[Start SUPPLIED TEXT]

# Commission/Request for Composition: Suite for S.P.E.C.T.R.E



## JosefinaHW (Nov 21, 2015)

Commission/Request for Composition: alternate pieces or "suite" for S.P.E.C.T.R.E

I am an AVID fan of James Bond movie music. I am very disappointed with the official soundtrack for the movie S.P.E.C.T.R.E.; I do like Smith's theme song; Newman's "Vauxhall Bridge", "Donna Lucia", "Backfire", "Madeleine", instrumental version of "Writing's on Wall". I especially love the music for one of the trailers that is only available in digital format: 



 from my reading I think the majority of Bond music fans really love this trailer music!

[End SUPPLIED TEXT]
[Start RECORDED DATA]

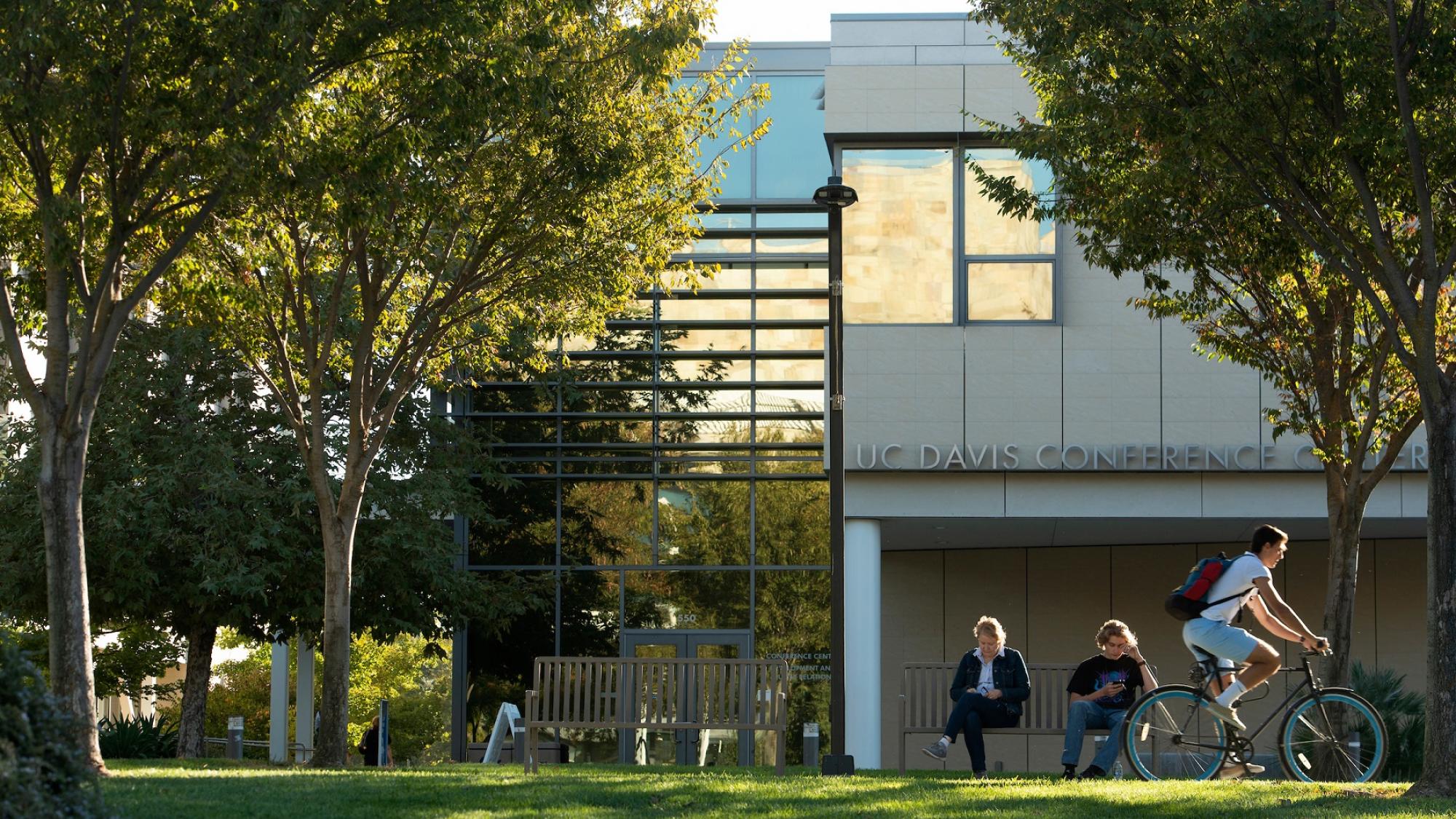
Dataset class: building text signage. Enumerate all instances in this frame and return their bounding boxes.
[849,443,1428,472]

[End RECORDED DATA]

** TO-DO LIST **
1) Say whether each statement agrees with the Spectre forum post, answering yes or no and quoting the words of the post that settle it. (a) The poster likes Smith's theme song. (b) The trailer music can be bought on CD. (c) The poster is pleased with the official soundtrack.
2) Please list every title that the Spectre forum post puts in quotation marks.
3) Carry on the Spectre forum post, beginning right after its final sentence.

** FINAL ANSWERS **
1)
(a) Yes: "I do like Smith's theme song"
(b) No: "only available in digital format"
(c) No: "I am very disappointed with the official soundtrack for the movie S.P.E.C.T.R.E."

2)
Vauxhall Bridge
Donna Lucia
Backfire
Madeleine
Writing's on Wall

3)
I don't want you to get into any copyright violation problems. I (and many other Bond music fans) would like someone/several of you to compose a suite (general sense, not dance) of original (hopefully using OHMSS theme) music inspired by the movie S.P.E.C.T.R.E. I don't care what you want to call it; I just want some music that really conveys the spirit of Bond. (I decided this request would be most appropriate under Composer Forum instead of "Non-Classical Music". If you don't agree that it belongs here I'll ask a moderator to delete it from here and I'll post in other Forum.

Thank you very much! (This was a benefit of TC that I never expected. Great Stuff!)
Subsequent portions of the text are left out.